:: What you need to do ::
An exact, picture-free copy of the listing is required.

:: Data extract ::
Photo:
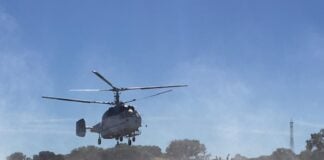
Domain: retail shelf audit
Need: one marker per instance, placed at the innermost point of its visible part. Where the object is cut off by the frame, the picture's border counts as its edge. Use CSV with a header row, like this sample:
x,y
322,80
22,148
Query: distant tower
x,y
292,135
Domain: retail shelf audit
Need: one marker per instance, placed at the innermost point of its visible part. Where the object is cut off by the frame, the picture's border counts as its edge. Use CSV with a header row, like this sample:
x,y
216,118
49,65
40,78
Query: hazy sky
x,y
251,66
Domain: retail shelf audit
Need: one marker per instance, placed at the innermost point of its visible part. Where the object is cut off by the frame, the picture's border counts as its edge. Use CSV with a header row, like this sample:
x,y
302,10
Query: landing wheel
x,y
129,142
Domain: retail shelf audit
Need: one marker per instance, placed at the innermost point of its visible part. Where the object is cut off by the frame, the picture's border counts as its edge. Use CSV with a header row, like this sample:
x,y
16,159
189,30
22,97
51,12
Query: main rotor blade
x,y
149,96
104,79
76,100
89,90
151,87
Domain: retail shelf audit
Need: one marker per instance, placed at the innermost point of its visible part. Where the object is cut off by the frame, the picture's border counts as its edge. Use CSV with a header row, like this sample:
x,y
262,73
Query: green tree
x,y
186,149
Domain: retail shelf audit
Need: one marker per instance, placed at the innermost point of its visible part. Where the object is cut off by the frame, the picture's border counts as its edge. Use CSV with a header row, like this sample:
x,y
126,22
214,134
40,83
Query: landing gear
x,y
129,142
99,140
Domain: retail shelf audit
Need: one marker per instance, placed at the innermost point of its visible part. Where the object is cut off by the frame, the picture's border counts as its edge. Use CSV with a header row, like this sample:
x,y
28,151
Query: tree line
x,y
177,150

:: Solved problem ::
Photo:
Domain: retail shelf audit
Need: one marker per instance, placed at the innermost point of its visible part. Where the object is cut off by the frame, the picture's border counts as its edge. Use CSV with a header row, like this sample:
x,y
322,80
22,148
Query: distant tower
x,y
292,135
Domain: retail shelf audit
Need: one marker per instance, placed at the innermost point of its visible part. Where the object is cut off by the frame, the picture's border counts as its edge. Use CSV with a header row, like this sample:
x,y
216,118
49,65
40,78
Query: hazy sky
x,y
251,66
Domain: retail shelf audit
Need: one marker per instance, placed at the innermost point of its visible part. Where the object is cut off by the frame, the picture's border counts as its edge. Use CSV with a header row, like this sample:
x,y
302,10
Query: landing wheel
x,y
129,142
Domain: retail shelf audit
Need: one marker per instance, placed at the innermost point of its visible part. Where the object is cut off by the frame, the picture's border counts as its edge. Use CSV with a header row, like this sample:
x,y
16,159
189,30
22,97
51,12
Query: main rotor blade
x,y
149,96
104,79
76,100
89,90
151,87
Domain: retail shelf audit
Need: one marker per instance, placed at the innermost point of its visible part. Where the object is cut off by the frame, the picture's border counts as its edge. Use CSV with a header row, like this sample:
x,y
262,73
Query: green tree
x,y
186,149
Domain: retail shelf audit
Need: one marker per instance, placed at the innermost point of its visible part. Where the object is cut off by the frame, the picture's border counts as its edge. Use CSV with a header row, like this sample:
x,y
126,22
214,134
40,83
Query: landing gear
x,y
129,142
99,140
Domain: retail shelf audit
Need: one marker per instance, placed at the innermost point of its visible part. Where the object is cut off by the frame, the picture's border counts as its edge. Use CSV with a header row, like this sample:
x,y
28,151
Query: tree line
x,y
177,150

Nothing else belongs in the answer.